DESCRIPTION OF THE TASK. Rescale the lines from the line with "Place one point per instance of the overcast" through the end of the items. Write only those lines again, requests included, with each coordinate in the answers multiplied by 1.3 and rounded to a whole number, halves up.

(Point placement items)
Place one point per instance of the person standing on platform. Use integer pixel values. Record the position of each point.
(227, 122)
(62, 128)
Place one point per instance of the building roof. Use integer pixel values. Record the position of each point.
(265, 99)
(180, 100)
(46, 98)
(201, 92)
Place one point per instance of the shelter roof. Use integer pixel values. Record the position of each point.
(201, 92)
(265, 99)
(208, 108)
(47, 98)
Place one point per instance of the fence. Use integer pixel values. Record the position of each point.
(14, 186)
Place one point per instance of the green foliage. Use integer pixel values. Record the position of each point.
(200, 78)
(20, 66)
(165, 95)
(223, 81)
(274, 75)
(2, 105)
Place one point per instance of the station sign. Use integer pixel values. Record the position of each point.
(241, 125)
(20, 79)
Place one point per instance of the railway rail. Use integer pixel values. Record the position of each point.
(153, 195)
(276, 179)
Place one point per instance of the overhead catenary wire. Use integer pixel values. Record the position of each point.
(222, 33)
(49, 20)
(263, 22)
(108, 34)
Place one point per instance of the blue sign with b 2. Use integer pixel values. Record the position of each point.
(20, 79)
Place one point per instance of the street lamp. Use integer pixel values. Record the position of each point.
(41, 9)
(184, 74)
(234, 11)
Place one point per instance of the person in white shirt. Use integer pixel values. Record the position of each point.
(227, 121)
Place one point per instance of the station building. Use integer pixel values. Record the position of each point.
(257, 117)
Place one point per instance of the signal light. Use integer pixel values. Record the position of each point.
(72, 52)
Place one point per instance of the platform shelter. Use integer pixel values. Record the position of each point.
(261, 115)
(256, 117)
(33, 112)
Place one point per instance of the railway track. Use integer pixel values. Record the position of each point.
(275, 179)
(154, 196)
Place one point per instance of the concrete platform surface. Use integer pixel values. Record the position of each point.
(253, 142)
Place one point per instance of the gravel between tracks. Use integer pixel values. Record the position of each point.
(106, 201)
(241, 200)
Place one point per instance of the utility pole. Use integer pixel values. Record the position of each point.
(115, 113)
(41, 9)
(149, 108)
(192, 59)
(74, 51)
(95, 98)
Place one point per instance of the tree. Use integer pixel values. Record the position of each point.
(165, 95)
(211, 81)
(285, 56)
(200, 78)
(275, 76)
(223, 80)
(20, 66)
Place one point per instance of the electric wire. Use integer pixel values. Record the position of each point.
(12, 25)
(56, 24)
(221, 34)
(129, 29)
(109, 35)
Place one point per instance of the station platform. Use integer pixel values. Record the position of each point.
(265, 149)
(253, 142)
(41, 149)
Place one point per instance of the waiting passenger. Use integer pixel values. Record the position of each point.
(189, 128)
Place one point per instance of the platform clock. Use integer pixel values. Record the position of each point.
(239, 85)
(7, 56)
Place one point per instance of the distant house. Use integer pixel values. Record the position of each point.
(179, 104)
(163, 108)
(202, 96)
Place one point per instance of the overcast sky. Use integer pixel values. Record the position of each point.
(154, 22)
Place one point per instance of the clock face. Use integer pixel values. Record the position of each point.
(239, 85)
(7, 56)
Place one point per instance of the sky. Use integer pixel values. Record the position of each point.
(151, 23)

SOLUTION TO THIS TASK.
Place one point per instance of the overcast sky. Use integer pixel values. Record the position of each point.
(200, 29)
Place one point per instance of the clock face. Use integer pixel values. Record the position of each point.
(311, 111)
(9, 73)
Place one point per instance of the sky. Use integer pixel values. Record the position of each point.
(196, 30)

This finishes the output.